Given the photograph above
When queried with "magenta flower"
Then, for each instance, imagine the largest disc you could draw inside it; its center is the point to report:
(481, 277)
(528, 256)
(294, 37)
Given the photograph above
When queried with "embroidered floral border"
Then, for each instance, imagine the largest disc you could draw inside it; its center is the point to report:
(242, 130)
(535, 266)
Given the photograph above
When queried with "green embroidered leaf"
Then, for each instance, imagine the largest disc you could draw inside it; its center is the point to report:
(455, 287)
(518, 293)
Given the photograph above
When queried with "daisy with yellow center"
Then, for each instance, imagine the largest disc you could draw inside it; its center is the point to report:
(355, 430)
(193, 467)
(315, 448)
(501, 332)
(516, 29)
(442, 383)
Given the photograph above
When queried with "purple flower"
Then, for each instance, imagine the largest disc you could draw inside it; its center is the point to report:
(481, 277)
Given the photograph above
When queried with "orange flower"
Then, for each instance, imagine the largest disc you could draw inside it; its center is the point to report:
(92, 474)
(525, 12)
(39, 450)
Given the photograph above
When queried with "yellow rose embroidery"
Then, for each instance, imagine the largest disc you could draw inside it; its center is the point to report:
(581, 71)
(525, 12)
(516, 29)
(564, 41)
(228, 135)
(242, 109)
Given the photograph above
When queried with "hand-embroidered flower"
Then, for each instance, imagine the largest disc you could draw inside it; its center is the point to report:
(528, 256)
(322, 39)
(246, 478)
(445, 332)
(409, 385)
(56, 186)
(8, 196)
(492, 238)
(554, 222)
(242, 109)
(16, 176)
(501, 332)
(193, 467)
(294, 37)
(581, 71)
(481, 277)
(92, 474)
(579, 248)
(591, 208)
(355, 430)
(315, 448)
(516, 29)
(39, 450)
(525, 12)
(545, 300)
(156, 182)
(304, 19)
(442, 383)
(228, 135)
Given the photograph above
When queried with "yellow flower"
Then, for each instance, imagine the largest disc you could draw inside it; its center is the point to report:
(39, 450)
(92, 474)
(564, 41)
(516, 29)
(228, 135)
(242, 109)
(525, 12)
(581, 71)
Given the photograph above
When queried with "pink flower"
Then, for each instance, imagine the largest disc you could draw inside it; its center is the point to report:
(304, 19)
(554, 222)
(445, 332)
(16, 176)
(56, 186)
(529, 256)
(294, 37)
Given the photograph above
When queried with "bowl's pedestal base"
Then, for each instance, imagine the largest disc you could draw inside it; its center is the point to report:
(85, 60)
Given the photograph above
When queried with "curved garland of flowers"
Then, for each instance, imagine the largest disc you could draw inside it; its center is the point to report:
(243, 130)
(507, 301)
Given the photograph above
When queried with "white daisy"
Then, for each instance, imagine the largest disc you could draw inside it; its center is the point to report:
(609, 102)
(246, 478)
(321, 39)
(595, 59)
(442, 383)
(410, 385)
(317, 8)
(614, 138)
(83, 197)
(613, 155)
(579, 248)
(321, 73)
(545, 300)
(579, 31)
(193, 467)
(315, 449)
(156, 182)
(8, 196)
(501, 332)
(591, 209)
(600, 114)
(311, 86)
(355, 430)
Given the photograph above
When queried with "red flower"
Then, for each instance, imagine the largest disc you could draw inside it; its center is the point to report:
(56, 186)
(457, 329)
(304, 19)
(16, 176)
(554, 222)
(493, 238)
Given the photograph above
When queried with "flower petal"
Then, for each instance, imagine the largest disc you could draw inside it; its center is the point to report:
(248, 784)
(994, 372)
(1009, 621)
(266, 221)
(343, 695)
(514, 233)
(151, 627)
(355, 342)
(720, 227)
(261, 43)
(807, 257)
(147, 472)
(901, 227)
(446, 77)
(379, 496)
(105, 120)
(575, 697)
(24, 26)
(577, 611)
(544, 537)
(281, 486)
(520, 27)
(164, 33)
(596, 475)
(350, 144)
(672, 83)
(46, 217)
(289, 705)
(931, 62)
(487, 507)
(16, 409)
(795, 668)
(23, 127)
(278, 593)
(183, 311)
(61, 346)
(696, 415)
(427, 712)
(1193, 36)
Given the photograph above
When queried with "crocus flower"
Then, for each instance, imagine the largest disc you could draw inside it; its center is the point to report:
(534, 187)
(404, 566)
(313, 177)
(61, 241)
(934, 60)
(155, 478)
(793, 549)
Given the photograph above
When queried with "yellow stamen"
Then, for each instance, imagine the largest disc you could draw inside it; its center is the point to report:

> _Job_
Above are the records; copy all of them exactly.

> _Output below_
Given the photograph above
When queried with "magenta flower"
Then, for each instance, imagine the largest disc you could draw inside it; its center is the point to report:
(481, 277)
(528, 256)
(294, 37)
Given the photograph above
When queried with "embroidered floral border"
Then, for each instance, imagine the largest disc you could draw inside it; its center is the point to report:
(242, 130)
(535, 266)
Given the photograph above
When queried with "green embroidered leaf"
Then, for each instance, imagine the largest disc you could draw inside it; its center is the point to report:
(455, 287)
(518, 293)
Given the photograph above
When queried with "daisy with yellow center"
Then, for each instance, imagine the largest disc you could draw inside it; its center is the point to report:
(355, 430)
(193, 467)
(315, 448)
(501, 332)
(516, 29)
(442, 383)
Given the photograph above
When queried with "purple flower"
Then, for each instance, imagine the largest disc you could draw inside it; its center is the point to report:
(481, 277)
Given the photograph above
When queried with "orange flower"
Then, for each instance, imagine the largest disc you could draw inside it; its center is the point to report:
(92, 474)
(525, 12)
(39, 450)
Given the photograph above
When queried with "yellow rose embroidery"
Then, for each instance, imagine the largest disc you could draw inside it; its center is the point to report:
(581, 71)
(525, 12)
(516, 29)
(564, 41)
(228, 135)
(242, 109)
Given the photograph above
When queried with "hand-embroidered flower"
Then, for each instance, imagine the largest disc you could draw inside it; its center is the point to report:
(528, 256)
(322, 39)
(246, 478)
(445, 332)
(409, 385)
(56, 186)
(8, 196)
(492, 238)
(554, 222)
(242, 109)
(16, 176)
(501, 332)
(193, 467)
(294, 37)
(581, 71)
(481, 277)
(92, 474)
(579, 248)
(591, 208)
(355, 430)
(315, 448)
(516, 29)
(39, 450)
(525, 12)
(545, 300)
(156, 182)
(304, 19)
(442, 383)
(228, 135)
Given the photograph above
When queried with "yellow flower"
Then, for each instance, imagine the largest disc you could draw inside it; its center is the point to report:
(39, 450)
(92, 474)
(564, 41)
(516, 29)
(228, 135)
(242, 109)
(525, 12)
(581, 71)
Given the photograph above
When queried with "pink flower"
Then, for each instance, imagine the largest disc you could draw inside it; its center is the point to report:
(304, 19)
(554, 222)
(445, 332)
(16, 176)
(56, 186)
(529, 256)
(294, 37)
Given the photograph above
When queried with "bowl's pedestal base"
Then, for each instance, imagine the largest disc you could draw inside it; its center is the point to report:
(85, 60)
Given the photograph above
When queried with "curved garland of flowers"
Then, for each instance, imagine the largest disc you could draw inside it; its center is the point to report:
(243, 130)
(507, 301)
Given the photograph above
When queried with "white daisy"
Then, for each instance, imagine the largest disc you could draw inside it; its center is the point to report:
(609, 102)
(246, 478)
(321, 39)
(595, 59)
(442, 383)
(410, 385)
(317, 8)
(614, 138)
(83, 197)
(613, 155)
(579, 248)
(321, 73)
(545, 300)
(579, 31)
(193, 467)
(315, 449)
(156, 182)
(8, 196)
(501, 332)
(591, 209)
(600, 114)
(311, 86)
(355, 430)
Given the photograph above
When queried with "red flower"
Then, for each instance, imagine the largest disc you could draw inside it; its center is the point to report:
(56, 186)
(457, 329)
(304, 19)
(16, 176)
(554, 222)
(493, 238)
Given the photograph above
When queried with "flower petal"
Then, for each instance, imagine the largest disc you could draw inside it; its center is the point to report:
(248, 784)
(994, 372)
(1009, 621)
(266, 221)
(343, 695)
(514, 233)
(151, 627)
(355, 342)
(720, 227)
(261, 43)
(807, 257)
(147, 472)
(901, 227)
(446, 77)
(379, 496)
(105, 120)
(575, 697)
(24, 26)
(577, 611)
(544, 537)
(281, 486)
(520, 27)
(164, 33)
(596, 475)
(350, 144)
(672, 83)
(46, 217)
(289, 705)
(931, 62)
(487, 507)
(16, 409)
(795, 668)
(23, 127)
(278, 593)
(183, 311)
(61, 346)
(696, 415)
(427, 712)
(1193, 36)
Given the photograph above
When queried with "crocus flower"
Then, for each instance, imagine the largest disc you could draw inside it; its center is the point to report:
(534, 187)
(404, 566)
(313, 177)
(61, 241)
(934, 60)
(155, 478)
(793, 549)
Given the photograph above
When queried with "yellow stamen"
Then, for each instance, imagine the largest disc you could draw inside it; its center is the point to report:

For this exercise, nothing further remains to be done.